#### Given instruction A:
Gather every line of the records that contains the string "house". Case counts.

#### Page extract:
□ □ □ □ □

I just tried poking around their site, to see if they said how many they had fully indexed of these 2.5 billion (wow that's a lot), but there's no mention I could find.

Anyone?

rubble88

9:01 pm on Aug 8, 2002 (gmt 0)

10+ Year Member



You can find a bit of analysis on Google's number counting here:
[searchengineshowdown.com ]

Also, AllTheWeb currently shows a total size of 2,112,188,990 pages. This is up a bit from its June 17th announcement of 2,095,568,809. The annoucement focused on how ATW had "dethroned" Google as the "world's largest search engine. Today, Google goes back to number one with the 2,469,940,685 number. Will AllTheWeb up its number soon? Will another engine join (Inktomi) in on the fun?

jeremy goodrich

9:26 pm on Aug 8, 2002 (gmt 0)

WebmasterWorld Senior Member 10+ Year Member



Actually, this is what I was looking for:

[google.com...]

See #4 there?

The Google index contains two types of pages--fully indexed and partially indexed pages. Your page is currently partially indexed, which means that although we know about your site, our robots have not read all the content on your page(s) in past crawls.

Took me a minute to find that! There was a better description I read before, but basically, they include in their counting pages they only have found links to, but have never indexed before.

This probably makes it a bit easier to 'build' a bigger index, because they haven't actually gone and parsed a few hundred million of those pages :)

brotherhood of LAN

7:58 am on Aug 9, 2002 (gmt 0)

WebmasterWorld Senior Member 10+ Year Member Top Contributors Of The Month



>#4

I bet that will go for all the robots "noindex" and whatever else the bot finds.

Actually, remember a few posts a while back about G not obeying robots.txt?? hmmm- if that was true then you have to wonder if their bigger index really has any substance. Anyway- it was exactly 2.1 billion something or other for months!

vitaplease

9:54 am on Aug 9, 2002 (gmt 0)

WebmasterWorld Senior Member 10+ Year Member



>#4

would that explain the Google results number of 2,790,000,000 > 2,469,940,685
on a search for "the" ?

whats up skip

10:05 am on Aug 9, 2002 (gmt 0)

10+ Year Member



There is a big problem with using the "the" test.

Might work for English language pages, but what about the rest.

That is going to account for the missing millions of pages.

The bottom line is:

How useful the search results are - Google kills ATW in MHO.

How many people use the search engine - Again Google is king!

vitaplease

11:11 am on Aug 9, 2002 (gmt 0)

WebmasterWorld Senior Member 10+ Year Member



"That is going to account for the missing millions of pages"

whats_up_skip,

the point I was trying to make is that there are already 300 million more (> ) pages than Google claims to index for a search on "the" only. (not the other way around hence "missing").

□ □ □ □ □

#### Exercise inputs:
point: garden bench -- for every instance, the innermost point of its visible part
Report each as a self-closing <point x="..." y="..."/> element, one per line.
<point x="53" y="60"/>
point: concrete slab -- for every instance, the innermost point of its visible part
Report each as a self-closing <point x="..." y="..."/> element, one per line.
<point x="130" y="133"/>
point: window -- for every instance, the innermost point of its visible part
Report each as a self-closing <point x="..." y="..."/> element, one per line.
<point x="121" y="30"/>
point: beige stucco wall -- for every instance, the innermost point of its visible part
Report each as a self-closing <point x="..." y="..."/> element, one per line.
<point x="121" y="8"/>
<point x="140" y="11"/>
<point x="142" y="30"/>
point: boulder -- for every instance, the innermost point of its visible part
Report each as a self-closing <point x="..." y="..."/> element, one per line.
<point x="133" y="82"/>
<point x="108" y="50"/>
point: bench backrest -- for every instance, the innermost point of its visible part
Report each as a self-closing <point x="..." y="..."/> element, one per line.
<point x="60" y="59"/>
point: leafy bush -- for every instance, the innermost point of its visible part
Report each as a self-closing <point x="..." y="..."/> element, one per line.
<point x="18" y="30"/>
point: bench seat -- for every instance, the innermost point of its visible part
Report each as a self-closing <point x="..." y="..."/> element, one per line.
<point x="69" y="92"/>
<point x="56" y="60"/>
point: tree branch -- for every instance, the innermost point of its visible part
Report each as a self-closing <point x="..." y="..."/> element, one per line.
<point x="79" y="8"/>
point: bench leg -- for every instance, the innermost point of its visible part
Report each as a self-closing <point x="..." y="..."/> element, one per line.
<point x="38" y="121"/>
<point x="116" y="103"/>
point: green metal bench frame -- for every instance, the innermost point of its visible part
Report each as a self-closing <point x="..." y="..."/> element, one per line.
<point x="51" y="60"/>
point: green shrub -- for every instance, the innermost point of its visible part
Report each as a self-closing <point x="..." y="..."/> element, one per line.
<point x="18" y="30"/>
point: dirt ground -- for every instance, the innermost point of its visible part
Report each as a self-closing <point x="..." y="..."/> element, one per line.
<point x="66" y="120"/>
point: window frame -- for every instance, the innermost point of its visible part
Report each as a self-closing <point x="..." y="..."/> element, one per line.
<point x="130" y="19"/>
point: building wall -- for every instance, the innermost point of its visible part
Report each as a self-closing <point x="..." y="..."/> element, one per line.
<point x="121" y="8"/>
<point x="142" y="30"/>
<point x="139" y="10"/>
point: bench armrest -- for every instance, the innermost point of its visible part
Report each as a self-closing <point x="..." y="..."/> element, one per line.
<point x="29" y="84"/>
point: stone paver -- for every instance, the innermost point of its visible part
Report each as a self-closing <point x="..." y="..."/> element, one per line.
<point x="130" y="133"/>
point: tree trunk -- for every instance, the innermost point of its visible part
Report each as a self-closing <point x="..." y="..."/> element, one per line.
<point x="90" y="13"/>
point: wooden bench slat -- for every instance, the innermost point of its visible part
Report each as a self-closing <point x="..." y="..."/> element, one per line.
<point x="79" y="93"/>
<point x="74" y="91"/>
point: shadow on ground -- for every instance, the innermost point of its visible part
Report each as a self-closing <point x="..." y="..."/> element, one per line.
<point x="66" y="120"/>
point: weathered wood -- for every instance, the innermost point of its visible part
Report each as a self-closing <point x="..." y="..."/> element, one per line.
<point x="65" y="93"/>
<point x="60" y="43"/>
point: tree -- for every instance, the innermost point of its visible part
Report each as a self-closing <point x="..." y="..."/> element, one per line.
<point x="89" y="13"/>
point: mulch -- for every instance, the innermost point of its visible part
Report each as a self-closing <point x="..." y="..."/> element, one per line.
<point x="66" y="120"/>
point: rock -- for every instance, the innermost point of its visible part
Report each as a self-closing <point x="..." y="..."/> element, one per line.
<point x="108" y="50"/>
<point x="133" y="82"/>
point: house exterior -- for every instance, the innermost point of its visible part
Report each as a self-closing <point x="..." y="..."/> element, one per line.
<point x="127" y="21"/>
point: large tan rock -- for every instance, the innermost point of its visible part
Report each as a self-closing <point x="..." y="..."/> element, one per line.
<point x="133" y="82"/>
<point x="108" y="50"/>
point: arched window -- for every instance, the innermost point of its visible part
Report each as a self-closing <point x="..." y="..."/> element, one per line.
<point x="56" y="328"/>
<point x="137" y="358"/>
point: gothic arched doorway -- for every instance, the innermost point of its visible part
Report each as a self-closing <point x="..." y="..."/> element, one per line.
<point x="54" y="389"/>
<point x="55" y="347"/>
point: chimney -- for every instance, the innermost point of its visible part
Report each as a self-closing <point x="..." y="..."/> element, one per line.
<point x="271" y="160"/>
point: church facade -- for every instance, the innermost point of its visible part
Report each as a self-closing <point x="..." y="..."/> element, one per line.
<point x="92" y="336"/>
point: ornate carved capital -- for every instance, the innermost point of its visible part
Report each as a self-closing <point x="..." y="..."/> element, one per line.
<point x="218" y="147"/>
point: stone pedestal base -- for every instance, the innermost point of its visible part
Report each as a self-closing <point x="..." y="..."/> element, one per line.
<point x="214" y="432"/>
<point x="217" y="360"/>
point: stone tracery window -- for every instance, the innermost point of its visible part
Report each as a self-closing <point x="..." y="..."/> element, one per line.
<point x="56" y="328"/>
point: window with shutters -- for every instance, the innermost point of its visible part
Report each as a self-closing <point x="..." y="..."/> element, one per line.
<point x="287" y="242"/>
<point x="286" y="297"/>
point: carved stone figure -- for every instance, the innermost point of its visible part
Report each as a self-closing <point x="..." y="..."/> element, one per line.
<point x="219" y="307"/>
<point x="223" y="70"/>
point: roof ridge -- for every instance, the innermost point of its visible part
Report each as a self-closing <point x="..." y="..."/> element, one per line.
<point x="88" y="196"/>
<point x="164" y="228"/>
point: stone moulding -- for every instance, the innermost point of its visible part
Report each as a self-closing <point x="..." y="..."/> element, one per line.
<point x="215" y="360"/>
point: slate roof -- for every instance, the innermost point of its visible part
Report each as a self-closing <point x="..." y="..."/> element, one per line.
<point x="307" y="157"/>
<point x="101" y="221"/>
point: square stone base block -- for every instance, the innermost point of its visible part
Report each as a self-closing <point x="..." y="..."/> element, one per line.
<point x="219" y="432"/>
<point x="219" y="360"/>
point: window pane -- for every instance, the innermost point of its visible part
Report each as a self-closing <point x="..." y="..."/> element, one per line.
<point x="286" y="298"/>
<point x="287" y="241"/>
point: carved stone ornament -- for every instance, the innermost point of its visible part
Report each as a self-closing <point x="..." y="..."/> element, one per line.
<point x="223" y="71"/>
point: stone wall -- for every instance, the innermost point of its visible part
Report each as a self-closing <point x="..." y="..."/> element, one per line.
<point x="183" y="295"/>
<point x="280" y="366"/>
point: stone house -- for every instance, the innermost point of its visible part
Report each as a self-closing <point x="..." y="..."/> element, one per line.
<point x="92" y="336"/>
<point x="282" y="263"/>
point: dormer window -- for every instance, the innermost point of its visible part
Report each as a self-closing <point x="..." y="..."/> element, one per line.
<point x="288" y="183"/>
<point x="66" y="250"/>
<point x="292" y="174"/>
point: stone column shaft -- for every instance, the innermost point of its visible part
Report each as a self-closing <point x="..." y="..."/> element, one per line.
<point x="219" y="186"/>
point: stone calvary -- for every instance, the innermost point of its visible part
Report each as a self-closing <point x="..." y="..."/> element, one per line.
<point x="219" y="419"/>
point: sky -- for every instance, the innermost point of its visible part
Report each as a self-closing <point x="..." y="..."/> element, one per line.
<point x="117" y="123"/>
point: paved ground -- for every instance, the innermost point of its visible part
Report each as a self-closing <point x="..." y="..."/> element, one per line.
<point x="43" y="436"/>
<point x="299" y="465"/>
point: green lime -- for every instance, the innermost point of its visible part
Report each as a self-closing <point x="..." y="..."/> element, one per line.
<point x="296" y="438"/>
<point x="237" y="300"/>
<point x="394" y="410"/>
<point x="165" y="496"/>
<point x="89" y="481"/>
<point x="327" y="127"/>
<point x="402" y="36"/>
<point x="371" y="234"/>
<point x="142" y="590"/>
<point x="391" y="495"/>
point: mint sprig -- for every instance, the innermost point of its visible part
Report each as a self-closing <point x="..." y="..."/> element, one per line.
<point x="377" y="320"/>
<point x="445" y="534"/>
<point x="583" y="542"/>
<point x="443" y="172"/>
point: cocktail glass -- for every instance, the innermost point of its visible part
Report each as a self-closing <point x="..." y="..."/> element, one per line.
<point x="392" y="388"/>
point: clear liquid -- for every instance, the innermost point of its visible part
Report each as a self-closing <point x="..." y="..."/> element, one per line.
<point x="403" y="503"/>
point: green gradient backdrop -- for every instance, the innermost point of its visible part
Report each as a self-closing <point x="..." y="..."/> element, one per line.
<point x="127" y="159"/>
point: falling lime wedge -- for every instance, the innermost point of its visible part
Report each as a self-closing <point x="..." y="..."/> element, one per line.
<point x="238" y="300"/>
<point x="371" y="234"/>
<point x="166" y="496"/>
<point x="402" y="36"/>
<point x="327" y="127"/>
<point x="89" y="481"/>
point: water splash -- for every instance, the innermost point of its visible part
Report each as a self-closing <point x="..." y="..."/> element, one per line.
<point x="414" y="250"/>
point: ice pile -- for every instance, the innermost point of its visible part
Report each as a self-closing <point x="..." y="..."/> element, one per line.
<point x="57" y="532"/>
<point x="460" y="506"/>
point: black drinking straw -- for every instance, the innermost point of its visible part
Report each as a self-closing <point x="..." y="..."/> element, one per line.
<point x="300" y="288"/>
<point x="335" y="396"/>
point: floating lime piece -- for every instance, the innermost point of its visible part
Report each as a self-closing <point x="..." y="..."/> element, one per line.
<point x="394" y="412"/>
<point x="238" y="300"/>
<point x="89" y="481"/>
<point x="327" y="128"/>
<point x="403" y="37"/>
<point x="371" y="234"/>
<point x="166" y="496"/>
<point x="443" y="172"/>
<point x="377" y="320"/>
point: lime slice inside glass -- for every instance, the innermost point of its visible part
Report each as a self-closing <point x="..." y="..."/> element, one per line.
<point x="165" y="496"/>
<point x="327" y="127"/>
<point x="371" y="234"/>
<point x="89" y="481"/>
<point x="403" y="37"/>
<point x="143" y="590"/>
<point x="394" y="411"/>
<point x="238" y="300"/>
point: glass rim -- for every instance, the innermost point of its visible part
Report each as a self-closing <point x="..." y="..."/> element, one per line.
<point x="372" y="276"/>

□ □ □ □ □

#### Given instruction B:
Continue the forum discussion about search engine index sizes, starting right after its final sentence.

#### Output A:
point: house exterior -- for every instance, the innermost point of its visible part
point: stone house -- for every instance, the innermost point of its visible part

#### Output B:
BTW, Alltheweb search for "the" 1,046,066,940

And yes the Spanish, German, Chinese, etc equivalents for high occuring words such as "the" are not even included, although the numbers Google shows for these words are very limited.

"y" in Spanish only sites for Google: 6,090,000.
"y" in Spanish only sites for Alltheweb: 29,092,521

Abrexa_UK

3:05 pm on Aug 9, 2002 (gmt 0)

10+ Year Member



Rubble88
I thought that Openfind still claimed the largest index, with 3.5 billion?
Or is it that they have cleverly worded it to sound like that but in fact have a much smaller database?

jamesf4218

3:30 pm on Aug 9, 2002 (gmt 0)

10+ Year Member



Google may have 2,469,940,685 pages in its database but only about 0.00001% of them are useful or worthwhile.

It has been said that if you kept a certain number of monkeys in a room for an infinite amount of time and gave them all a typewriter, eventually they would reproduce the entire works of Shakespeare.

Now, thanks to the Internet, we know that's not true...

Beachboy

8:44 pm on Aug 9, 2002 (gmt 0)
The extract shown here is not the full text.